- [What you need to do] Would you restate, exactly as they appear, the lines from the one containing "Target: man in cream robe" through the end of the data below?

[Data listing]

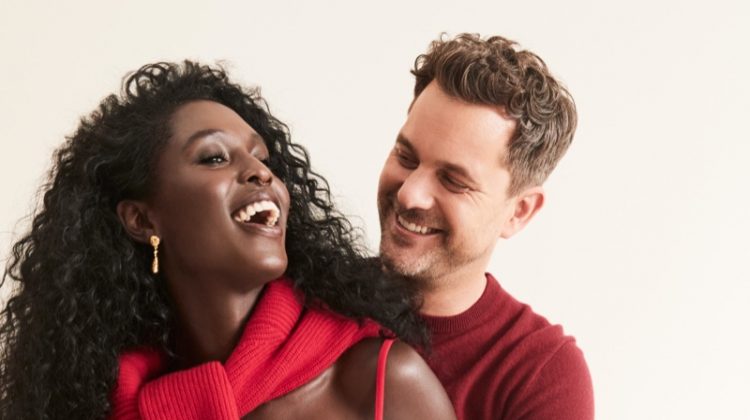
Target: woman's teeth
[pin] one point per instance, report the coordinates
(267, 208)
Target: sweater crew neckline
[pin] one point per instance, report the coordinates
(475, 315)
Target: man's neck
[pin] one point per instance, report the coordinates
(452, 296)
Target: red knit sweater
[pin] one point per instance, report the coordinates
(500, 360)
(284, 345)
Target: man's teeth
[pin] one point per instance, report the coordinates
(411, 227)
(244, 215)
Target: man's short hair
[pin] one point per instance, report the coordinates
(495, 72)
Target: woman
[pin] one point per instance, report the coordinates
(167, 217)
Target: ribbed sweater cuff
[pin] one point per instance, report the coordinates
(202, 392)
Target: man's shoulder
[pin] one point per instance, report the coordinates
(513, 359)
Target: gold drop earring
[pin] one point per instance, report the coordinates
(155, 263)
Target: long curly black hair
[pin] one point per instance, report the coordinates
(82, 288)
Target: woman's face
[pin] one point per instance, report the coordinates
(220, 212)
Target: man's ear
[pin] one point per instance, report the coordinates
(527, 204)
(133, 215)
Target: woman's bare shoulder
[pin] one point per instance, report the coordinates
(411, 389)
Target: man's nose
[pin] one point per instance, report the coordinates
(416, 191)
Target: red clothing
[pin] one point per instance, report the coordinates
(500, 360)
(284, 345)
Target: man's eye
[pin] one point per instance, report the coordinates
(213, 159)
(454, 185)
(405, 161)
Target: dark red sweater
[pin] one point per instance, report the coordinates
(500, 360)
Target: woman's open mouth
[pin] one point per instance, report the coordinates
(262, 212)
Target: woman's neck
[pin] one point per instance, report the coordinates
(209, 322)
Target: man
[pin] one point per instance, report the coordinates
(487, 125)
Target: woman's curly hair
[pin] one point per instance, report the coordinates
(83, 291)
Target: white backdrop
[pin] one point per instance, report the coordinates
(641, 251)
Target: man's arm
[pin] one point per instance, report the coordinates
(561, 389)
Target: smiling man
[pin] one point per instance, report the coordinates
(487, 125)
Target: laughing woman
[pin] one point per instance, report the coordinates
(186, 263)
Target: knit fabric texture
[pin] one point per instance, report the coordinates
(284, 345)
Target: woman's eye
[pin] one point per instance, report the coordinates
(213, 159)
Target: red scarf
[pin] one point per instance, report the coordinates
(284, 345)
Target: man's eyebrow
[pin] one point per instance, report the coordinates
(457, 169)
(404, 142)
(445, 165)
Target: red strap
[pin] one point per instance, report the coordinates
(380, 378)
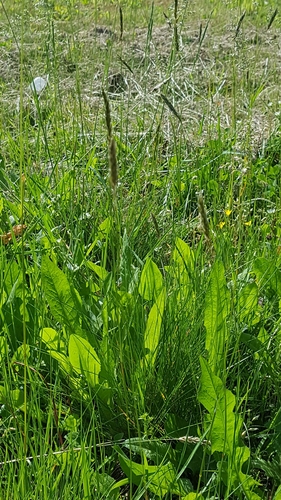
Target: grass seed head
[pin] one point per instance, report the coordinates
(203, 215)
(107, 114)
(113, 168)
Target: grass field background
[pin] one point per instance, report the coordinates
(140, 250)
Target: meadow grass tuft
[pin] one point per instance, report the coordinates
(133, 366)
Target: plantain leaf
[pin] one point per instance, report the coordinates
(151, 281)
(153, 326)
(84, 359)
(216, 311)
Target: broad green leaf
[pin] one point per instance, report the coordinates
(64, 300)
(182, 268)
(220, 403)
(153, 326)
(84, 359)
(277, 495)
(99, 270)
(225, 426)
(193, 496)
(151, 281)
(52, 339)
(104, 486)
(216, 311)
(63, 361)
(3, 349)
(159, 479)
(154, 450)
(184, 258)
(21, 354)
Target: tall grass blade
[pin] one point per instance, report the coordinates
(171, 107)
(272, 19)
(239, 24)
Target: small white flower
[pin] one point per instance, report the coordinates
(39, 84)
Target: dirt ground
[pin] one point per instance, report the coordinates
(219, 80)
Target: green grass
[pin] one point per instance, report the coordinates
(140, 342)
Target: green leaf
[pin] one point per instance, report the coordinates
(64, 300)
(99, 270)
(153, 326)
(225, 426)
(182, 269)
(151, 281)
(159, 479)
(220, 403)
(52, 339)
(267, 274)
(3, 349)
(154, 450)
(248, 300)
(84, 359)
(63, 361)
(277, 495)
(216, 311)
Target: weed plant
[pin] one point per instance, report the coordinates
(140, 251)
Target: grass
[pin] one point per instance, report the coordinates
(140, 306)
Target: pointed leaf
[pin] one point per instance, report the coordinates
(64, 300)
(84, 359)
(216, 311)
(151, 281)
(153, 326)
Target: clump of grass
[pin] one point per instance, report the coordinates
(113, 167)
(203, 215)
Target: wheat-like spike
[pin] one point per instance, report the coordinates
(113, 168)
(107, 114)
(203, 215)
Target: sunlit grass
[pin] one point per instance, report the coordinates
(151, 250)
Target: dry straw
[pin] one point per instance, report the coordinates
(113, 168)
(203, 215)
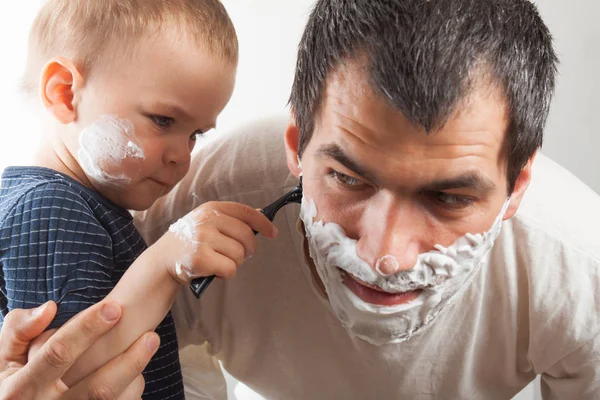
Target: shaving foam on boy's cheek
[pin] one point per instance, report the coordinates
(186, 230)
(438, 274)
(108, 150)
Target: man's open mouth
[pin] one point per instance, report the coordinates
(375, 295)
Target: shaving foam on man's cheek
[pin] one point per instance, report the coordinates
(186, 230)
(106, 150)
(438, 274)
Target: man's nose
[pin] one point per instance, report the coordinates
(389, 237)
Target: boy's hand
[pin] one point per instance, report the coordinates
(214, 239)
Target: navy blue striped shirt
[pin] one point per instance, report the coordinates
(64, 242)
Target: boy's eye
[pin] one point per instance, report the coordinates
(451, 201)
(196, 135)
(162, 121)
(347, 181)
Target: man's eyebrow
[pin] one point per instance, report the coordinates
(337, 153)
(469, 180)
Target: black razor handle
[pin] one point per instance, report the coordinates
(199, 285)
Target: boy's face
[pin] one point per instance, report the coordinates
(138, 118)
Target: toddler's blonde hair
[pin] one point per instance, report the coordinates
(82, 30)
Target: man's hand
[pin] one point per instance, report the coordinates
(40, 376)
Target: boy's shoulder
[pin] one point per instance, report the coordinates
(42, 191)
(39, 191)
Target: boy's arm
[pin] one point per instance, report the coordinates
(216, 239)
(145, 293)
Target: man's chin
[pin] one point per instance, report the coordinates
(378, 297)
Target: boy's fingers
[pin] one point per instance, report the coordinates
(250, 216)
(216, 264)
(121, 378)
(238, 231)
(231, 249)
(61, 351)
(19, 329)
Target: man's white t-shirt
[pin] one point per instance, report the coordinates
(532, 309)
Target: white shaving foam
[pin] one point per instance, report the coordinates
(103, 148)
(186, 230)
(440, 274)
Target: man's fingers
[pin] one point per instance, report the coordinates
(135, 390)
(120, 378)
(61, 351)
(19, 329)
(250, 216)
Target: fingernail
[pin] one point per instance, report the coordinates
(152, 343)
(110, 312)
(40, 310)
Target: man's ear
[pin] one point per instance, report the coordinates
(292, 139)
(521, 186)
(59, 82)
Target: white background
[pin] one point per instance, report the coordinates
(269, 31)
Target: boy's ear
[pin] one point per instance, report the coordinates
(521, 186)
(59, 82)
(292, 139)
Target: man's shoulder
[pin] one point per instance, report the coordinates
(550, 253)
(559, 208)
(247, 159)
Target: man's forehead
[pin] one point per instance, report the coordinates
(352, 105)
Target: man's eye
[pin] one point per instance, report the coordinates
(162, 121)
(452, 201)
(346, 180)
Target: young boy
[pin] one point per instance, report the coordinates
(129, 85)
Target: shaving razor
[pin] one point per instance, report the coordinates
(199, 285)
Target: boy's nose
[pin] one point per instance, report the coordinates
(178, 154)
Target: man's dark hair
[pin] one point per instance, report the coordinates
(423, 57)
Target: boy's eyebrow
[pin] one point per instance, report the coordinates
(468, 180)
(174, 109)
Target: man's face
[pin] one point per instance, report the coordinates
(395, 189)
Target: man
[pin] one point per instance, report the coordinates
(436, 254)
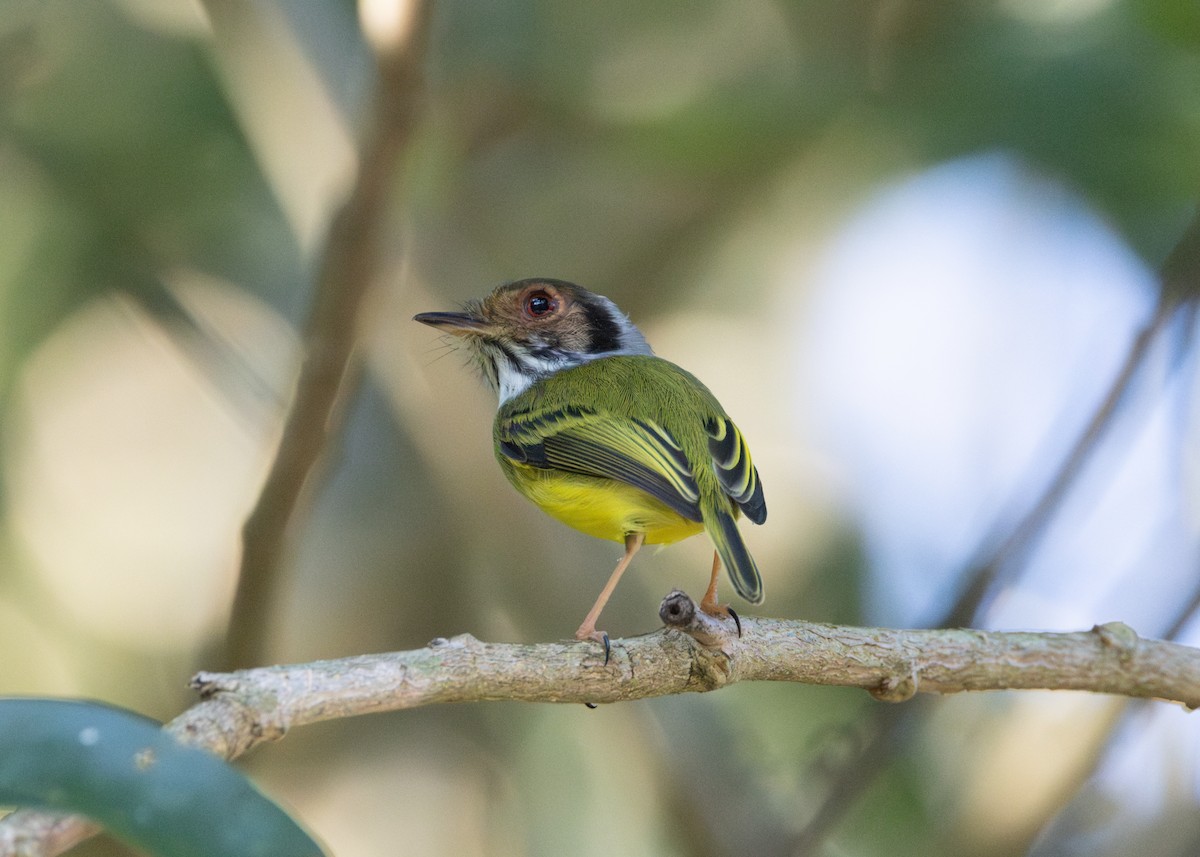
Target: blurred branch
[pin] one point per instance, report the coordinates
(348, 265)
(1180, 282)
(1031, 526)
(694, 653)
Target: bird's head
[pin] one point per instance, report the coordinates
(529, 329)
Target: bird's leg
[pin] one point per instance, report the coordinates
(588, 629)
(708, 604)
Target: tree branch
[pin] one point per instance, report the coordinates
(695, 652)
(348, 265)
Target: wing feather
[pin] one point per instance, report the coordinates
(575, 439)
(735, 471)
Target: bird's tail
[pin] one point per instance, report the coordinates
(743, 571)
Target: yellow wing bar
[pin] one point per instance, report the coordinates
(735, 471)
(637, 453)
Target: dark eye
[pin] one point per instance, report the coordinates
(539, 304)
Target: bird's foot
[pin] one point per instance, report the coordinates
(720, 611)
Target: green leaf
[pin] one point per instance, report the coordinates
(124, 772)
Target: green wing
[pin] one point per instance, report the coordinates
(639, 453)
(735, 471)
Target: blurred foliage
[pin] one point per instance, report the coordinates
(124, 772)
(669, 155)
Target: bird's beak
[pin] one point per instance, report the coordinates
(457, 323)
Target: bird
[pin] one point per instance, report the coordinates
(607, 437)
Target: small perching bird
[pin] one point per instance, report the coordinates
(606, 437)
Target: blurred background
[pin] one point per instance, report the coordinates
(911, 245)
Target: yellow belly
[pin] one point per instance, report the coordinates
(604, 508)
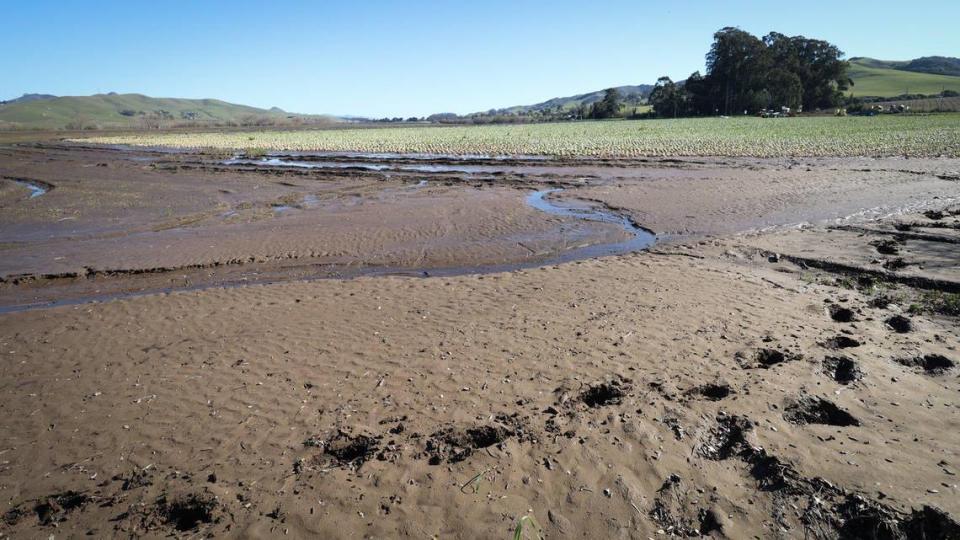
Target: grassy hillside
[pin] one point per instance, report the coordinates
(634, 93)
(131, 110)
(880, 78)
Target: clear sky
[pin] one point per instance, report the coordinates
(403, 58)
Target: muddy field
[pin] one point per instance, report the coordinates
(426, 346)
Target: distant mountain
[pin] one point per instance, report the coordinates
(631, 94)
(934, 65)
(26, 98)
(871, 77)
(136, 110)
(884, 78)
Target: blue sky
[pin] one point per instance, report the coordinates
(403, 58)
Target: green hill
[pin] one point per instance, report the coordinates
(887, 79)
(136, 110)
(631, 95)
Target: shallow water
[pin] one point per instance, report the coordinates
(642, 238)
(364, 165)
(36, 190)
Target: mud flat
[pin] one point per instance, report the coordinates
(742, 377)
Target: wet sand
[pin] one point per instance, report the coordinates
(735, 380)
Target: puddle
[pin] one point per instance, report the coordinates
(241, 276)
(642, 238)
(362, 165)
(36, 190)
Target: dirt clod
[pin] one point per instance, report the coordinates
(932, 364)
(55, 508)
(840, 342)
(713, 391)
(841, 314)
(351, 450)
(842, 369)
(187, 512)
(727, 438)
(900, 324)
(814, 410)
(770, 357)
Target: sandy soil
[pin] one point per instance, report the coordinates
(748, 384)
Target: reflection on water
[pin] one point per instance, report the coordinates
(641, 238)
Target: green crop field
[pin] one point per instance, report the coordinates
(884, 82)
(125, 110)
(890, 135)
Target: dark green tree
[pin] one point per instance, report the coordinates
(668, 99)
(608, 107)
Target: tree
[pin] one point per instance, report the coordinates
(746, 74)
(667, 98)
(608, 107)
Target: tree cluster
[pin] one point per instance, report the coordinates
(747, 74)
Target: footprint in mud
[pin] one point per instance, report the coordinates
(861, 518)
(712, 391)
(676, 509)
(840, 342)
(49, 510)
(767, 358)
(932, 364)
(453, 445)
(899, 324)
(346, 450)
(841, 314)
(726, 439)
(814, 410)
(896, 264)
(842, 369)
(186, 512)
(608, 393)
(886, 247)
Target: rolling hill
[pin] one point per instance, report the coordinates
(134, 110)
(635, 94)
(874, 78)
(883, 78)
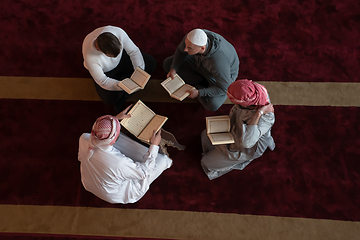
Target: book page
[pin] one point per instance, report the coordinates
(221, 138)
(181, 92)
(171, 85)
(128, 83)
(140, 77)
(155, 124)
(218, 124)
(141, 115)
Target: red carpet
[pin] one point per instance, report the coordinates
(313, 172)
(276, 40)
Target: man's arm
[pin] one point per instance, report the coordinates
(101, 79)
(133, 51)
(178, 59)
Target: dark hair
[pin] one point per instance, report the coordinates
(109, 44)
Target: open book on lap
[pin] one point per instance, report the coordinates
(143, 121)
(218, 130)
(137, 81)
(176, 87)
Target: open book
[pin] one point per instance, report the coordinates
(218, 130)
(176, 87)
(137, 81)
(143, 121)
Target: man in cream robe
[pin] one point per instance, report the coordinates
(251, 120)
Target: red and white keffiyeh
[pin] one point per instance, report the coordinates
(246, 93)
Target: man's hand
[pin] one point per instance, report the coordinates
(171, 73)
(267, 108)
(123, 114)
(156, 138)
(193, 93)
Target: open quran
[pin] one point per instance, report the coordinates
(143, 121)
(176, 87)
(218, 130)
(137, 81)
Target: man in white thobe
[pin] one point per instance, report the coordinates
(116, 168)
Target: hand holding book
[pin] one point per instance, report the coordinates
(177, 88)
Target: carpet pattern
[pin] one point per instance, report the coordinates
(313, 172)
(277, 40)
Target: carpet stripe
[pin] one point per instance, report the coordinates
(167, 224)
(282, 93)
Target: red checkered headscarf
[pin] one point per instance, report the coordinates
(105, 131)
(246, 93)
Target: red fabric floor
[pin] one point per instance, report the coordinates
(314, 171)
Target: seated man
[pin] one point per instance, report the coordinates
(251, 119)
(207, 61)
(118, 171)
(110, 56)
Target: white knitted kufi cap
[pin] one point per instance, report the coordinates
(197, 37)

- [Written response]
Target: man in cream robe
[pin] one point per instance, report the coordinates
(251, 120)
Target: red and white keffiyeh
[pin] one point per instance, report the coordinates
(246, 93)
Target: man's hand
[pin] one point per instance, report the coordinates
(171, 73)
(267, 108)
(123, 114)
(156, 138)
(193, 93)
Target: open quran
[pin] one point per instance, report the coordinates
(143, 121)
(176, 87)
(218, 130)
(137, 81)
Target: man in white thobe
[pin] one point per instance, report the coordinates
(116, 168)
Target: hand holding book
[pin] one point per instance, report the coordinates
(177, 88)
Target: carpet pattern
[pin] one point per instance, report the coordinates
(313, 172)
(277, 40)
Target: carpet stripe
[pin] one point per instance, report the coordinates
(167, 224)
(282, 93)
Target: red checkered headscarf
[pin] one point per instance, report the coordinates
(105, 131)
(246, 93)
Target: red fabric floor
[pin] one point per instance, report the coordinates
(314, 171)
Target: seated man
[pin] one point per instance, report the coordinates
(251, 119)
(207, 61)
(118, 171)
(110, 56)
Target: white knitted kufi cap
[pin] one point per instance, report the coordinates
(197, 37)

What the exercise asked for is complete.